If that were true, they would not have bungled gnomes, knights etc.
 

Whizbang Dustyboots said:
You can keep mentioning your amazing ability to have a letter published in a magazine that actively solicits letters, but it doesn't make your argument any better.
I didn't mention it to support my argument directly, merely to illustrate that my position is one I've long held. The fact that the letter was published some time ago is the relevant point, not that it was published at all.

By sarcastically describing my "ability" as "amazing", you are making an ad hominem attack which is uncalled for.
 

InVinoVeritas said:
*blink*

Halflings? Not sexy? Not even slinky, leather-clad, got-that-petite-hot-thing-going Lidda?

Someone's still thinking of hairfeet. Disappointing, really.

Done correctly, all the races are sexy. I can even think of sexy gnomes and half-orcs I've seen. Someone in the novel department needs to see more art.
Sorry about this, but you went and inspired me, and then I just couldn't stop myself...

So let's have a big hand for that great druidic group of strolling players The Beech Boys as they sing their number one hit...

■ ■ ■ ■ ■

• [ACTIONS TO TAKE]
A - Answer these questions using the forum thread about fantasy races:
(i) In the reply to Whizbang Dustyboots, what is called the relevant point about the letter?
(ii) Which halfling does InVinoVeritas name?
(iii) What is the druidic group of strolling players called?
B - Pick up the forum thread about fantasy races after its final sentence and continue it.

• [ENTRIES PROVIDED]

■ ■ ■ ■ ■

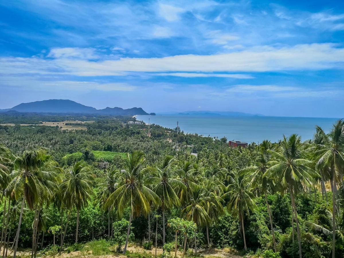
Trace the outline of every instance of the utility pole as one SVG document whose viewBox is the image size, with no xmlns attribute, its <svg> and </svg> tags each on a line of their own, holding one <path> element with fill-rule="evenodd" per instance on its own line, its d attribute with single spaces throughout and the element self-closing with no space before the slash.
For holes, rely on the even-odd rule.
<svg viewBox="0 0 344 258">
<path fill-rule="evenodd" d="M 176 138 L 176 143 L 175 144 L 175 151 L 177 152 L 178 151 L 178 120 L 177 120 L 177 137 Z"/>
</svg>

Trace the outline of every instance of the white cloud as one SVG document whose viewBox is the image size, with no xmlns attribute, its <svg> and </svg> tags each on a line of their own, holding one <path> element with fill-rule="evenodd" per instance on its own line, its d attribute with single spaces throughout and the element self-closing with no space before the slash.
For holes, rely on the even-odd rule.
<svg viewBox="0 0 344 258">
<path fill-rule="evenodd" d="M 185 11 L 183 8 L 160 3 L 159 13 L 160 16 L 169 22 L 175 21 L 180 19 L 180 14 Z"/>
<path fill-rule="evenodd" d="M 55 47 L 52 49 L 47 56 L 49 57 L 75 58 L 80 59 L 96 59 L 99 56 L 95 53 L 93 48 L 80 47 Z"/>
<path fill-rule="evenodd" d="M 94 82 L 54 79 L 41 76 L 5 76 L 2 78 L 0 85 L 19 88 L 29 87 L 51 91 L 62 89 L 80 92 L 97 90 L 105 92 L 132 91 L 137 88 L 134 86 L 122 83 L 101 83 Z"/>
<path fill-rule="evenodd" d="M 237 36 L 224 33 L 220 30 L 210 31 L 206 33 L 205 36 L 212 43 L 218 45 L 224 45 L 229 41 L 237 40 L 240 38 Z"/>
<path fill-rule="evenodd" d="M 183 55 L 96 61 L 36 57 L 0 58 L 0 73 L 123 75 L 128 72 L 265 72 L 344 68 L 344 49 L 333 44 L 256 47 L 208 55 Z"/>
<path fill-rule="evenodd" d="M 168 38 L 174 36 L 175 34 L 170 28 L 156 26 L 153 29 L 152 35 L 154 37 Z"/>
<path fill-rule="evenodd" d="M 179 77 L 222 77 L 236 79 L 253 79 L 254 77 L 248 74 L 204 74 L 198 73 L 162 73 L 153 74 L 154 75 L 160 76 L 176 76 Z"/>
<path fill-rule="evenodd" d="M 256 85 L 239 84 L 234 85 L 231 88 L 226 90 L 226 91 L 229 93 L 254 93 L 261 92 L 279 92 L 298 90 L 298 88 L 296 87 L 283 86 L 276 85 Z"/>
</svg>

■ ■ ■ ■ ■

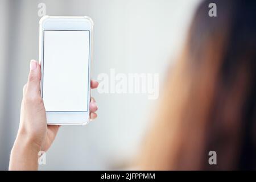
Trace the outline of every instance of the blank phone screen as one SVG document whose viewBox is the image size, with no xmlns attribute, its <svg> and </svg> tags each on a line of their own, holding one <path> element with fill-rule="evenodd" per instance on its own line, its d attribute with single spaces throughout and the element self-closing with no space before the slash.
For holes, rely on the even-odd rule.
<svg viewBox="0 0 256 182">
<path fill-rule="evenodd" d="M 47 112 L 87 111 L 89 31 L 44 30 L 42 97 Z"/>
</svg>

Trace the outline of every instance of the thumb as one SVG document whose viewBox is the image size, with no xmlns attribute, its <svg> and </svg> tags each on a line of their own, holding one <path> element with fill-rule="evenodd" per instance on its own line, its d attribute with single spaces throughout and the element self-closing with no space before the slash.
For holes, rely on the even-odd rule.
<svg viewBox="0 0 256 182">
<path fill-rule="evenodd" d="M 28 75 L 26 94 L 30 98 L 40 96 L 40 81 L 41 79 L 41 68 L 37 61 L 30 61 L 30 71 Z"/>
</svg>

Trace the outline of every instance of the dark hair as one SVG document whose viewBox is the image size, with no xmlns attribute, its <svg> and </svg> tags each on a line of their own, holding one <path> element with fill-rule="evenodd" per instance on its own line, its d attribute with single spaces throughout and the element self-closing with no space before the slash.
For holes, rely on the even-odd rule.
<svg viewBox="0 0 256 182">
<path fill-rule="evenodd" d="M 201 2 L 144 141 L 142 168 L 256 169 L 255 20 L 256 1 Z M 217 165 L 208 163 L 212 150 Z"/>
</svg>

■ ■ ■ ■ ■

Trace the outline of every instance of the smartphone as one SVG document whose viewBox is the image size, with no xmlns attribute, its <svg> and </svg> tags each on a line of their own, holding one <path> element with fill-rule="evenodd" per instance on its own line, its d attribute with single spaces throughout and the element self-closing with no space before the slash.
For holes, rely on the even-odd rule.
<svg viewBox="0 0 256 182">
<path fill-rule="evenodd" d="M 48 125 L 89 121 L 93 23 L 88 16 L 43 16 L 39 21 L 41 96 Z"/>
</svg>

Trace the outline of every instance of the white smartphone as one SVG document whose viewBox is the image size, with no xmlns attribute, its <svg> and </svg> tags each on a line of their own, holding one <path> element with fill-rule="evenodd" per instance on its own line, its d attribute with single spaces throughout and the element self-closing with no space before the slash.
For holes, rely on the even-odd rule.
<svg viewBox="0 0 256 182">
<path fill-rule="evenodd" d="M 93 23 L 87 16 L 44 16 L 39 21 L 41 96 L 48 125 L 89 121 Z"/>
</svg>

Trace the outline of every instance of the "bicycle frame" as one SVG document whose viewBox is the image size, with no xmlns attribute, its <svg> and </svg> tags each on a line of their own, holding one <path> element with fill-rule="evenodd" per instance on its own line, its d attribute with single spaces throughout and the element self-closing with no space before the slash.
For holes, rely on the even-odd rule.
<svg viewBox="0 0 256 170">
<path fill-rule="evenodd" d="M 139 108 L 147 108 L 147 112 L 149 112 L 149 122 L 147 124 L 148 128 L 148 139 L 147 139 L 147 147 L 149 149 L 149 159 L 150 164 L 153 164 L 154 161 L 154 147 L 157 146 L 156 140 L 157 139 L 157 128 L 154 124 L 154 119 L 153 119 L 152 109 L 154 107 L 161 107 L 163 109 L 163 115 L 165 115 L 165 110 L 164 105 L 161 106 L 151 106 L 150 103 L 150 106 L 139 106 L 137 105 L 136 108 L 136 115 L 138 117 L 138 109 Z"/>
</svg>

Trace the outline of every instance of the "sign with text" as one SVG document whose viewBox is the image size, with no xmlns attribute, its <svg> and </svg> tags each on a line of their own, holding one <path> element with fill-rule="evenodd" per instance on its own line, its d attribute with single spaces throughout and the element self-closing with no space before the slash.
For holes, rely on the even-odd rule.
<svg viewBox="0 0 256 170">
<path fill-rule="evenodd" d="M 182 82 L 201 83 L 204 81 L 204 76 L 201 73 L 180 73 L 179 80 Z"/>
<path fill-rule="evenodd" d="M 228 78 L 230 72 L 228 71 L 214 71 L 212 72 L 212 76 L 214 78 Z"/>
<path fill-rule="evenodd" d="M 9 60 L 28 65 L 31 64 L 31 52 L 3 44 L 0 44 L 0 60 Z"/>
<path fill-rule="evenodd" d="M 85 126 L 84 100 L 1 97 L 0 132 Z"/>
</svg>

■ ■ ■ ■ ■

• [RESPONSES IN ORDER]
A -
(i) The relevant point is that the letter was published some time ago, not that it was published at all.
(ii) Lidda.
(iii) The Beech Boys.

B -
Well half orc girls are great
I really dig those jutting fangs
And the gnomish girls with their magic tricks
Make me glad that I'm a man

The half-elf girls are charming and they always treat you right
And the halfling girls are so short and sweet
Really fill me with delight

I wish they all could be hairy dwarven
I wish they all could be hairy dwarven
I wish they all could be hairy dwarven girls​
 

Whizbang Dustyboots said:
I wanted to go with a classic sort of campaign setting -- dwarves, dragons, kobolds, goblins, a human-run feudal state -- but I wanted to change it up so that it wasn't just The Hobbit leftovers.

So I decided to go with a different mountain culture, one I'm reasonably familiar with and which I thought fit in well with D&D dwarves.

If you've never had a barefoot dwarf spitting tobacco while sharpening his axe on a porch and wearing a standed pair of overalls, I submit your dwarves have been trapped in too narrow of a stereotype, since from where I'm sitting, this fits perfectly and is a natural outgrowth of the standard tropes.

You, sir, are my new hero. Living in rural Kentucky, I can see very well how that'd fit a fantasy dwarf.